(Direction 1): Report how many lines of the rows contain the string "face". Give only the number.

(Quoted passage):
========================================
The Evil Within screenshot
The Evil Within offers a mix of classic scare tactics among its heightened moments of action Bethesda

I can already see what will become of The Evil Within. Reviewers will call it cliched and boring; players will bemoan its clunky controls and camera. Mark my words – this is a game that won't get the credit it deserves.

What Shinji Mikami, creator of the Resident Evil series, and his team at Tango Gameworks have made here is a horror game that plays on the conventions – or at least, modern expectations – of the genre. It's a third-person, over-the-shoulder style shooter, but you never have any bullets. You can use the right stick to rotate the camera, but it always hugs your character a little too tightly, meaning you can't get a decent look at your surroundings. You walk and manoeuvre slowly. There are puzzles, genuine puzzles, that require time and exploration to solve.

If you were alive in 1996, that may all sound familiar. The original Resident Evil was slow, complex and obscure. Mechanically, it was designed to put players on the backfoot, to diminish their sense of agency, their sense of purpose. The fixed camera angles meant players could only see what the director wanted them to see, which often excluded whatever creature was hiding around the corner. They could carry only a limited amount of items. Their characters were cumbersome and weak.

And that's how survival horror went until Mikami, unknowingly, shot himself in the foot by producing Resident Evil 4.

Resident Evil 4 was subsequently bastardised by lesser developers, spawning imitators like Dead Space, Gears of War, and Shadows of the Damned - the so-called "action horror" canon. After a few years, independent developers started producing quieter titles such as Slender and Amnesia. The central conceit here was that rather than carry weapons, the player would be unable to kill or harm the monster pursuing them, and would have to run and hide. It was a direct response to action-horror, which was a direct response to Resident Evil 4, which was a direct response to the sluggish, survival-horror that had thrived on the PS1.
========================================
[Data listing]
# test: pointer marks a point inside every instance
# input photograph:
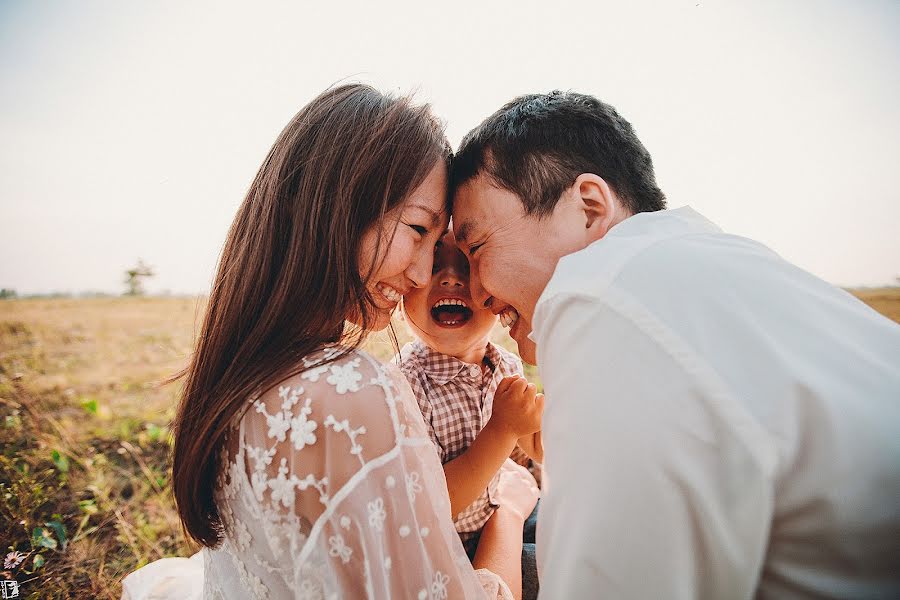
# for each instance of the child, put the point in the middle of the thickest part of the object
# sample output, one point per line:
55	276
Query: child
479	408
========================================
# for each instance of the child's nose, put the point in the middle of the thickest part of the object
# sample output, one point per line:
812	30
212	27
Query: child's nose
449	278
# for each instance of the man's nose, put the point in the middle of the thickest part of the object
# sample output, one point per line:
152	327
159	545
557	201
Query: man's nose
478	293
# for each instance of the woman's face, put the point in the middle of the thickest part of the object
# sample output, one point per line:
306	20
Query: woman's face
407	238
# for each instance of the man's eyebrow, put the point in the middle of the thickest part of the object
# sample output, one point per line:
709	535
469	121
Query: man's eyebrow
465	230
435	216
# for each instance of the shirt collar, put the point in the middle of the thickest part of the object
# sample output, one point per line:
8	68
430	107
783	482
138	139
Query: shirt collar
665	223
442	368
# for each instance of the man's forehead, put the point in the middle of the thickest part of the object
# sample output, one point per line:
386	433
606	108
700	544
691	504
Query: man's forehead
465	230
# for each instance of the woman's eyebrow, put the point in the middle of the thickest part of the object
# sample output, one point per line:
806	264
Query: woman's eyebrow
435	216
========================================
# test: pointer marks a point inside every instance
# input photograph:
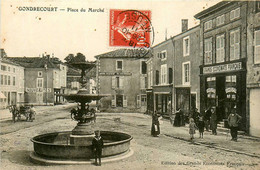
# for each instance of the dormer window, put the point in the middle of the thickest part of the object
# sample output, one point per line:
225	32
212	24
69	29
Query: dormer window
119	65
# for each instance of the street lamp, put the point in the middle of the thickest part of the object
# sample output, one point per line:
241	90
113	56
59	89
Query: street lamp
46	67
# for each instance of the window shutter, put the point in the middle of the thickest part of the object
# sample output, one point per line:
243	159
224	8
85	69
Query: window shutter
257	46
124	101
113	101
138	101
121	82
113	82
========================================
(Direction 2): Name every game that the horror game review lists as an imitator spawned by Resident Evil 4.

(Correct result 1): 2

(Correct result 2): Dead Space, Gears of War, Shadows of the Damned